▸ TRY IT:
Starting at the first line of the material and ending at the line that contains "127L310 131H337L340 123L326", lay out each line as a row of a Markdown table with the columns Row and Line text, numbering the rows and skipping blank lines. Leave the pictures out.

▸ DATA FOR PROCESSING:
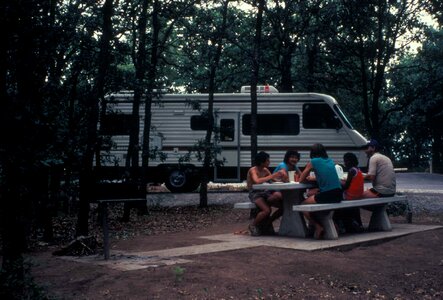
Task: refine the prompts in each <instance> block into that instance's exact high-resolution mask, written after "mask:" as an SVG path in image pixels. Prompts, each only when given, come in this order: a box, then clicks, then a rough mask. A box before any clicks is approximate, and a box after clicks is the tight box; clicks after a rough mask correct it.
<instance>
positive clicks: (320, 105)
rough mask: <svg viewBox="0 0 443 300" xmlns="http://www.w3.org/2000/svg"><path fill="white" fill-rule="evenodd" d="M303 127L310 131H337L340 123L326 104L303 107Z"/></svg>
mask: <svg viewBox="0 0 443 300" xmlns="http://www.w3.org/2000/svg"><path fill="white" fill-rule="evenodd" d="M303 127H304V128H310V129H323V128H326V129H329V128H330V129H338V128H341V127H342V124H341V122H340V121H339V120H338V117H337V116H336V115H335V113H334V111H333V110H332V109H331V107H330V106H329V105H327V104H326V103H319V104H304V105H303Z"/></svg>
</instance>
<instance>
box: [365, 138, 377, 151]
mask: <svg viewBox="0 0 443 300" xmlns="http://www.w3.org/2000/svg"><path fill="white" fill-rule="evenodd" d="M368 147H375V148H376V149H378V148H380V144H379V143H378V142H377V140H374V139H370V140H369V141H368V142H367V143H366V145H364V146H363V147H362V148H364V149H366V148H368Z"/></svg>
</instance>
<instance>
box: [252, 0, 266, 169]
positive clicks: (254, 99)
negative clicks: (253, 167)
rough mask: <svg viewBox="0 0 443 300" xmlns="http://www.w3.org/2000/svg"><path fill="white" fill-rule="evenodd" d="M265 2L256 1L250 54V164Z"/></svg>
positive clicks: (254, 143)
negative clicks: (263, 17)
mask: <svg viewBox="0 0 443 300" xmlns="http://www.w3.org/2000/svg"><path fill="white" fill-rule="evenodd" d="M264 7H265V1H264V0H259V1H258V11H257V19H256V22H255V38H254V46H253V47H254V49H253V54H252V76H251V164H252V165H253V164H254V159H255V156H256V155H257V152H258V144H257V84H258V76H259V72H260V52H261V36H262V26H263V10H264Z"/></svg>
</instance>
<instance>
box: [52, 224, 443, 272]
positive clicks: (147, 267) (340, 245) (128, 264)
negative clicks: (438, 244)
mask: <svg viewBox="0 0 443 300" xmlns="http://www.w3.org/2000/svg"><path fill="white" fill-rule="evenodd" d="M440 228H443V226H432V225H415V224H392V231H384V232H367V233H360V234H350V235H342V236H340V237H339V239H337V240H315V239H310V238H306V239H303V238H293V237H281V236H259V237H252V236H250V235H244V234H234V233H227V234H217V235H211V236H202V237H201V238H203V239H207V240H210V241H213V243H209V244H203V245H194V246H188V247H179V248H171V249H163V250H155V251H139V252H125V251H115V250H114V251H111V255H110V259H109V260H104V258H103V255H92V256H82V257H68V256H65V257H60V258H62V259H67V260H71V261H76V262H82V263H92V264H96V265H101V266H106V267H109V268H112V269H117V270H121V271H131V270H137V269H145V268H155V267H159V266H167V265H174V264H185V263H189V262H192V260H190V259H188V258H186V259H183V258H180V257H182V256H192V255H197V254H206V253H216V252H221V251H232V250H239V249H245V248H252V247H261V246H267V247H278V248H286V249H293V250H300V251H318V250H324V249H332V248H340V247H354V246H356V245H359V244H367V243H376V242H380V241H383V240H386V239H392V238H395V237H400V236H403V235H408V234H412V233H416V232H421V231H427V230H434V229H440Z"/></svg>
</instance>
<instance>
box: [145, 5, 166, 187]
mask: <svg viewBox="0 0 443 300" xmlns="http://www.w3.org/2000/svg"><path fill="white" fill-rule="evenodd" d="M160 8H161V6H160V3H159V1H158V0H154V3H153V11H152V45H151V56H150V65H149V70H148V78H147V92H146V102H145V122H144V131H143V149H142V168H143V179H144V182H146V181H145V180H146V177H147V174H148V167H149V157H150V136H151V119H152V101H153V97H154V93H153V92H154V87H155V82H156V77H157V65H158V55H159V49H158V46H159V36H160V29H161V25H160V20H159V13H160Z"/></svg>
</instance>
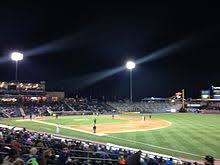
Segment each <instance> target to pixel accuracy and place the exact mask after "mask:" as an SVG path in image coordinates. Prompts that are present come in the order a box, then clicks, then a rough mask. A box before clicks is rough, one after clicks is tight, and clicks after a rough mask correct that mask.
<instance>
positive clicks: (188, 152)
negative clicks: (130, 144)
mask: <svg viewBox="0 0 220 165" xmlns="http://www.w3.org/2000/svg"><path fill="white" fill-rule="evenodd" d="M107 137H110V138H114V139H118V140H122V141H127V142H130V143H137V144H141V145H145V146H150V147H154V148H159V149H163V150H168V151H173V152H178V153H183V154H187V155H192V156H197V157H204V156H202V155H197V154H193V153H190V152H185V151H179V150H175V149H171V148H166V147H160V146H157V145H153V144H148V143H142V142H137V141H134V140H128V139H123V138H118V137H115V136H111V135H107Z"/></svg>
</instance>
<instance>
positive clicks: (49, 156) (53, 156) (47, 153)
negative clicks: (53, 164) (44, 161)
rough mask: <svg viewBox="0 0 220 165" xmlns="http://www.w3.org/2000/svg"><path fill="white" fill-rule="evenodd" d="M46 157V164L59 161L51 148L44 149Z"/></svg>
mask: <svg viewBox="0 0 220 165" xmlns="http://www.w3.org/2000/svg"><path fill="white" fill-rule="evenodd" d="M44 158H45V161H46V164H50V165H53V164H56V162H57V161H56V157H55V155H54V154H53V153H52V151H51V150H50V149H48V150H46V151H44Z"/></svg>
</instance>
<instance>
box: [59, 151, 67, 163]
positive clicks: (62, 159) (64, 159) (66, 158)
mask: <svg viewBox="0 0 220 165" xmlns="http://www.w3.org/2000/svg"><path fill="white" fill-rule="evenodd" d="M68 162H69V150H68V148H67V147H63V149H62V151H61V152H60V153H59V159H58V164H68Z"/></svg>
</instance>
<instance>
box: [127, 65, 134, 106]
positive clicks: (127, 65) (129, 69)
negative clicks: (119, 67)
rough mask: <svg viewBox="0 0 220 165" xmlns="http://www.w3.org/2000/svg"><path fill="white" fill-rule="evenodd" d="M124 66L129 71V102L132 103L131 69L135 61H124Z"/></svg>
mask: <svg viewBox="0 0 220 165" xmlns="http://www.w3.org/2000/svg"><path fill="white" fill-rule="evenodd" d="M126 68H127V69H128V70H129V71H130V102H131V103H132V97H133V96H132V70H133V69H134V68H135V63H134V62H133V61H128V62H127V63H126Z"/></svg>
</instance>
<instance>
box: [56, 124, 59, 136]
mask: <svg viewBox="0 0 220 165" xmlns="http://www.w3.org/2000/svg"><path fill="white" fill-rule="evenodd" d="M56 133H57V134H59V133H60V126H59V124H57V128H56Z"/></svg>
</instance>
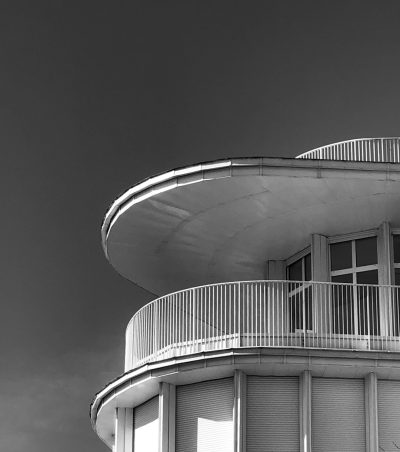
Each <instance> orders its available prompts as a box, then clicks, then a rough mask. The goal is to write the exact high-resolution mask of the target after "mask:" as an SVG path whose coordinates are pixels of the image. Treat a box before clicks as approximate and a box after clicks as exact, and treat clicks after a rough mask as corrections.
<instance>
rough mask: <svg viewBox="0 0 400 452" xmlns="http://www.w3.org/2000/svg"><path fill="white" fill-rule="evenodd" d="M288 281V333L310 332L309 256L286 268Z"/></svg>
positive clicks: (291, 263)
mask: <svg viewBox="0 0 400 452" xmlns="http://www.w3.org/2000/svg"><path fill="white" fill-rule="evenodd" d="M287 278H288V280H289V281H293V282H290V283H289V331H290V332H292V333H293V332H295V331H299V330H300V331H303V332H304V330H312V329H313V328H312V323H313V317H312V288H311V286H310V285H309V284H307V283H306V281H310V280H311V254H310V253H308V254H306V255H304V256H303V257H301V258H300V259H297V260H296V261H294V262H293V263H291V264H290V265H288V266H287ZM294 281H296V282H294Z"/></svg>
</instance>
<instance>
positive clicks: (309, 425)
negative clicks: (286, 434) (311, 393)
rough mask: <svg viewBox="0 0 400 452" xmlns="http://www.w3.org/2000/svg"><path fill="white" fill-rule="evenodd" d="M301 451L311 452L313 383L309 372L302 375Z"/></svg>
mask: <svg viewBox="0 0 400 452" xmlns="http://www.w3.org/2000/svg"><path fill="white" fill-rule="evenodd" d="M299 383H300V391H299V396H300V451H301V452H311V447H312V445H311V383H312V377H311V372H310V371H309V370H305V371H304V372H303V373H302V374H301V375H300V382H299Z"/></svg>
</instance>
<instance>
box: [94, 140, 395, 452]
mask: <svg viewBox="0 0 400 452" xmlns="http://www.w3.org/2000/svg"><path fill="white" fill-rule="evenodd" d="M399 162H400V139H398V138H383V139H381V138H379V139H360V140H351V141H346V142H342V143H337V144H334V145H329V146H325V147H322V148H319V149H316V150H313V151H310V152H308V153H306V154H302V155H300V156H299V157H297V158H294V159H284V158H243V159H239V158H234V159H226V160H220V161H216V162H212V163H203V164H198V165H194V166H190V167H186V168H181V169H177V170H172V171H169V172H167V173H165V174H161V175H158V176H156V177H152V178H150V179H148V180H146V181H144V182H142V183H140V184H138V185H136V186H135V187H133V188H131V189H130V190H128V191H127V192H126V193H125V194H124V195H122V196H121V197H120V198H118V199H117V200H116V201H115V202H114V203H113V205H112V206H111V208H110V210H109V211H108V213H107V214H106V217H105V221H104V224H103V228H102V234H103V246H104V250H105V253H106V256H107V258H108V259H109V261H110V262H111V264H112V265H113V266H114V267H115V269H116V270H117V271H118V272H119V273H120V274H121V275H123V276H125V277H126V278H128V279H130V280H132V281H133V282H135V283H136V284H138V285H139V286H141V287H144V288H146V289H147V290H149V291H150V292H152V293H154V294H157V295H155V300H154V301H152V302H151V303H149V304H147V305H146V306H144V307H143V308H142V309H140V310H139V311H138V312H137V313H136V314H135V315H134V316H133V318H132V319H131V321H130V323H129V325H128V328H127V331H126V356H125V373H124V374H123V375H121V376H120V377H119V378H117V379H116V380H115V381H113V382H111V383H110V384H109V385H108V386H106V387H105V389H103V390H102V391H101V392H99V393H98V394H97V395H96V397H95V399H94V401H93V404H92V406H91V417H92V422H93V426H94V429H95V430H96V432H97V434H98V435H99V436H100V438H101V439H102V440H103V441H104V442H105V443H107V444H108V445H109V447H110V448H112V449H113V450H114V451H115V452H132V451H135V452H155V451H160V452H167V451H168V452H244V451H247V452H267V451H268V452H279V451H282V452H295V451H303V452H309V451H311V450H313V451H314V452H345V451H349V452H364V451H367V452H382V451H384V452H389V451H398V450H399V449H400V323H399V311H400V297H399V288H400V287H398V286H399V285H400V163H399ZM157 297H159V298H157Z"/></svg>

▸ WRITTEN ANSWER:
| Row | Line text |
|---|---|
| 1 | Task: refine the prompts in each <instance> block into that instance's exact high-resolution mask, written after "mask:" as an SVG path in image pixels. Prompts, each only when given, come in this order: a box, then clicks, then a rough mask. A box before any clicks is approximate, and a box after clicks is the tight box; clicks after a rough mask correct it. |
| 2 | <instance> |
| 3 | positive clicks: (320, 105) |
| 4 | rough mask: <svg viewBox="0 0 443 300" xmlns="http://www.w3.org/2000/svg"><path fill="white" fill-rule="evenodd" d="M303 127L310 131H337L340 123L326 104L303 107Z"/></svg> |